EXERCISE REQUIREMENTS >>
Copy out all of the data that follows, exactly as it appears.

---- ENTRIES SHOWN

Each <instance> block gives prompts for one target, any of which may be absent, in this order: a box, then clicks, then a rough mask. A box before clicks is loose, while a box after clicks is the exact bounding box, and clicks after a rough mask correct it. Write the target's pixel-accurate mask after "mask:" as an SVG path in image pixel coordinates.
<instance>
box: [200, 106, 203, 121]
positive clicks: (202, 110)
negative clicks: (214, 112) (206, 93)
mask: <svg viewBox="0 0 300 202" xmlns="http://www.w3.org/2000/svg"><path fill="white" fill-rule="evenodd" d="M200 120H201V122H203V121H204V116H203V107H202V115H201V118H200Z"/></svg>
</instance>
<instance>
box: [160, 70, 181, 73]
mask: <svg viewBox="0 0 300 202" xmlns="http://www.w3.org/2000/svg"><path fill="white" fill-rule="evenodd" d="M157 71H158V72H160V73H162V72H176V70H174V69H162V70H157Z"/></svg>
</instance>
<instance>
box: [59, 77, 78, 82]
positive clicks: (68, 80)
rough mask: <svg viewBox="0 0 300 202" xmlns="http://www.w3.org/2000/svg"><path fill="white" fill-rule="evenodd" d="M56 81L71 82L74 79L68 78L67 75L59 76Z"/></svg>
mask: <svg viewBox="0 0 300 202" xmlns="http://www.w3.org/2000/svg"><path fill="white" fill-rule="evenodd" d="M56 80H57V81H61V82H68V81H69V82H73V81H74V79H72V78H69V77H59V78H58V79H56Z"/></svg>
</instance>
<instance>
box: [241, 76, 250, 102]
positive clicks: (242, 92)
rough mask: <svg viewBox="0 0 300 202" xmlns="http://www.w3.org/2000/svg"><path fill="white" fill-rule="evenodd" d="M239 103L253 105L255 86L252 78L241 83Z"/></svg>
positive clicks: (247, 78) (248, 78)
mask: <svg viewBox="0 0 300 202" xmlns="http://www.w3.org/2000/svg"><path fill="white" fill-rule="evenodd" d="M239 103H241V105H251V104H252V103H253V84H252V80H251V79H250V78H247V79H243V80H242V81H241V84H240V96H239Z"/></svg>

--------

ANSWER TO THIS TASK >>
Each <instance> block gives prompts for one target, any of which may be absent, in this order: a box, then clicks, then a rough mask. A box before clicks is loose, while a box after clicks is the exact bounding box, and clicks after a rough mask correct it. Write the target's pixel-accurate mask after "mask:" as an SVG path in image pixel coordinates.
<instance>
box: [200, 106, 203, 121]
positive clicks: (202, 110)
negative clicks: (214, 112) (206, 93)
mask: <svg viewBox="0 0 300 202" xmlns="http://www.w3.org/2000/svg"><path fill="white" fill-rule="evenodd" d="M200 120H201V122H203V121H204V116H203V107H202V115H201V118H200Z"/></svg>
</instance>
<instance>
box: [160, 70, 181, 73]
mask: <svg viewBox="0 0 300 202" xmlns="http://www.w3.org/2000/svg"><path fill="white" fill-rule="evenodd" d="M157 71H158V72H160V73H162V72H176V70H174V69H162V70H157Z"/></svg>
</instance>
<instance>
box: [59, 77, 78, 82]
positive clicks: (68, 80)
rough mask: <svg viewBox="0 0 300 202" xmlns="http://www.w3.org/2000/svg"><path fill="white" fill-rule="evenodd" d="M56 81L71 82L74 79L68 78L67 75L59 76Z"/></svg>
mask: <svg viewBox="0 0 300 202" xmlns="http://www.w3.org/2000/svg"><path fill="white" fill-rule="evenodd" d="M56 80H57V81H61V82H68V81H69V82H73V81H74V79H72V78H69V77H59V78H58V79H56Z"/></svg>
</instance>
<instance>
box: [241, 76, 250, 102]
positive clicks: (242, 92)
rough mask: <svg viewBox="0 0 300 202" xmlns="http://www.w3.org/2000/svg"><path fill="white" fill-rule="evenodd" d="M239 103L253 105L255 86L252 78L241 83Z"/></svg>
positive clicks: (247, 78) (248, 78)
mask: <svg viewBox="0 0 300 202" xmlns="http://www.w3.org/2000/svg"><path fill="white" fill-rule="evenodd" d="M239 103H241V105H251V104H252V103H253V84H252V80H251V79H250V78H247V79H243V80H242V81H241V84H240V96H239Z"/></svg>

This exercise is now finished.